Prompt
These records must be written out again exactly.

________________________

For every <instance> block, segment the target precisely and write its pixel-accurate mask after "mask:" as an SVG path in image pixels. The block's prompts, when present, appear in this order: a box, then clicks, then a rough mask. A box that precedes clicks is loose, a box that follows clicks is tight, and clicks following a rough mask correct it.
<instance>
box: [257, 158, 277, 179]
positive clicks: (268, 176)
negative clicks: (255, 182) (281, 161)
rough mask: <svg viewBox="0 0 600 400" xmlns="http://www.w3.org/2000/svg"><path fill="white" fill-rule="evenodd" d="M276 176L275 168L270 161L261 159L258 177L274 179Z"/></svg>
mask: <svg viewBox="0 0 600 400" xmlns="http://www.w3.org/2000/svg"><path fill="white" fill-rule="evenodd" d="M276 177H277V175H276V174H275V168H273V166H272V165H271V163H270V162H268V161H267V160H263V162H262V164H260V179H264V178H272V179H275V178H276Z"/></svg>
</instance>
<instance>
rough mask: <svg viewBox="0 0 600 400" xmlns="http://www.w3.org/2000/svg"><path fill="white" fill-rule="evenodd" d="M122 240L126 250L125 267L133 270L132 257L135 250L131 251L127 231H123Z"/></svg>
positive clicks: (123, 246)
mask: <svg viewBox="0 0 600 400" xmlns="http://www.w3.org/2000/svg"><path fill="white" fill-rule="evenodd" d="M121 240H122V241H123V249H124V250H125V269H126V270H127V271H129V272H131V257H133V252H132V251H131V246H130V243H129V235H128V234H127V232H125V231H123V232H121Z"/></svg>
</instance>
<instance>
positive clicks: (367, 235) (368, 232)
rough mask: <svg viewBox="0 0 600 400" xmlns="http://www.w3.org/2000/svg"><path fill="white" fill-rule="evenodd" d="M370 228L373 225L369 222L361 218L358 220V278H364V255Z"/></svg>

________________________

Reply
For every <instance> block, segment the target precisely and write its pixel-accurate mask after "mask:" as an SVG path in image pixels. The block's prompts, when present, appear in this order: a box, then clicks, then a rough mask. A box that precedes clicks is loose, a box that follows clicks is tight, and clicks following a rough mask correct it.
<instance>
box: [257, 158, 277, 179]
positive clicks: (268, 176)
negative clicks: (255, 182) (281, 161)
rough mask: <svg viewBox="0 0 600 400" xmlns="http://www.w3.org/2000/svg"><path fill="white" fill-rule="evenodd" d="M276 176L275 168L270 161L261 159L258 177L274 179Z"/></svg>
mask: <svg viewBox="0 0 600 400" xmlns="http://www.w3.org/2000/svg"><path fill="white" fill-rule="evenodd" d="M276 177H277V175H276V174H275V168H273V166H272V165H271V163H270V162H268V161H267V160H263V162H262V164H260V179H264V178H272V179H275V178H276Z"/></svg>
</instance>
<instance>
rough mask: <svg viewBox="0 0 600 400" xmlns="http://www.w3.org/2000/svg"><path fill="white" fill-rule="evenodd" d="M122 240L126 250L125 267L133 270L132 257L135 250L131 251L127 231H123Z"/></svg>
positive clicks: (123, 246)
mask: <svg viewBox="0 0 600 400" xmlns="http://www.w3.org/2000/svg"><path fill="white" fill-rule="evenodd" d="M121 240H122V241H123V249H124V250H125V269H126V270H127V271H129V272H131V257H133V252H132V251H131V246H130V243H129V235H128V234H127V232H125V231H123V232H121Z"/></svg>
</instance>
<instance>
positive clicks: (367, 235) (368, 232)
rough mask: <svg viewBox="0 0 600 400" xmlns="http://www.w3.org/2000/svg"><path fill="white" fill-rule="evenodd" d="M370 228L373 225L369 222L361 218L358 220V278H364V255Z"/></svg>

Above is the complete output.